> [対象の文章]
☆ ☆ ☆
これ!どう思います?

マスコミがあまり報道しない様な問題を、私なりに考えてみます。

脳死や植物状態になった人の生死

2020-08-29 07:47:47 | 社会問題
 今回は、非常に”重い”人の生死の話しです。世の中には色んな考えの方がおられますから、私の考え方に非難が噴出すると思いますが、敢えて書きます。 我が国の政治家達は先送り主義で、人の生死に関わる法律の整備は殆どして来ませんでしたが、真面目に議論して→決定しないと健康保険制度が崩壊する恐れがあります。

【人の生死と神の領域】
 私は医学には疎いので『脳死』と『植物状態(延性意識障害)』の区別が良くは分かりません。 然し、昔は両ケースとも助からなかったので、「神が定めた天寿を全うして死んだ」と皆が納得したのです。 換言すると、心臓が停止したら昔は死んだと誰でもが思いました。

 20世紀になって、医薬、医療機械、医療技術が進歩して、脳死状態になっても機械の助けを借りると、呼吸して”生きていく”事が出来る様になりました。 現在は、「生きている」と「死んでいる」の定義/判定が非常に難しくなっているのです。

 身内の方が治る見込みの無い状態になった場合、元気な内に本人が「延命処置を希望しない」旨の書類を作って置かないと、貴方が「生死の決断」を要求される恐れが有ります。 私は、主治医に頼んで「延命処置を希望しない」と言うカードを作ってもらって、何時も財布に入れて持ち運んでいます。 (家内と子供達に、その事を話しています。)

 脳死状態になって、機械の助けを借りて生きている人も『生きた人間』で、日本国民です。 国民が法律で与えられている権利の全てが保証されます。 選挙権、被選挙権、年金の受給権、・・・

 延命処置で発生する医療費は高額ですが、日本では、自己負担限度額を超える分は国が出してくれます。 高額の年金受給者の場合は、延命処置を施して少しでも長く生きてくれると、家族が豊かな生活を送れるケースも有ります。(私は、そんな家を知っています。)

 医療費も年金も大半は、現役で働いている人達が負担しています。平均寿命が高い事は国の誇りでは有りません。その分、若い人達が苦しい生活を余儀なくされているのです。「少子化の原因の一つだ」と私は思います。スウェーデンの制度を調査/検討して見る必要が有ります。

【脳死】
 日本は何も決められ無い国ですから、未だに生死の区別/判断を法律では定義していません。 その典型が、脳死状態になって機械に接続されて呼吸している人間の扱いです。法的解釈では「生きた人間」と扱うのだと思われます。 従って、臓器を移植するケース以外で、機械を外したり、停止させると殺人罪に問われます。
☆ ☆ ☆
> [提供データ]
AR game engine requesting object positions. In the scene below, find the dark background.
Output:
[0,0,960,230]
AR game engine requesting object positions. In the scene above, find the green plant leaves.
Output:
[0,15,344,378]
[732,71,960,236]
☆ ☆ ☆
> [課題の目的]
脳死や植物状態の人の生死を論じた文章を、最後の文の後から書き継いでください。

> [回答]
 『臓器の移植に関する法律の第6条(臓器の摘出)』の規定は、『死体(脳死した者の身体を含む)』から臓器を取って良いとなっています。 従って、人口呼吸器を付けていた人から、臓器を摘出する為には、人口呼吸器を取り外し→死んで頂く必要が有ります。

【父が死んだ時の決断】
 87歳の父を救急車で病院に運んで貰った時、84歳の母はまだ元気でした。 入院して二、三時間後に、先生は母では無く、私だけを別室に呼んで、「もう意識は回復しません。機械に繋いだら生きる事は出来ます。一度機械に繋いだら、法律で外す事は出来ません。どうされますか?」と聞かれました。

 私は迷うことなく、延命処置はしない様にお願いしました。その後・数時間して父は亡くなりました。母にも、姉達にも相談しないで決断しましたが、誰も非難はしませんでした。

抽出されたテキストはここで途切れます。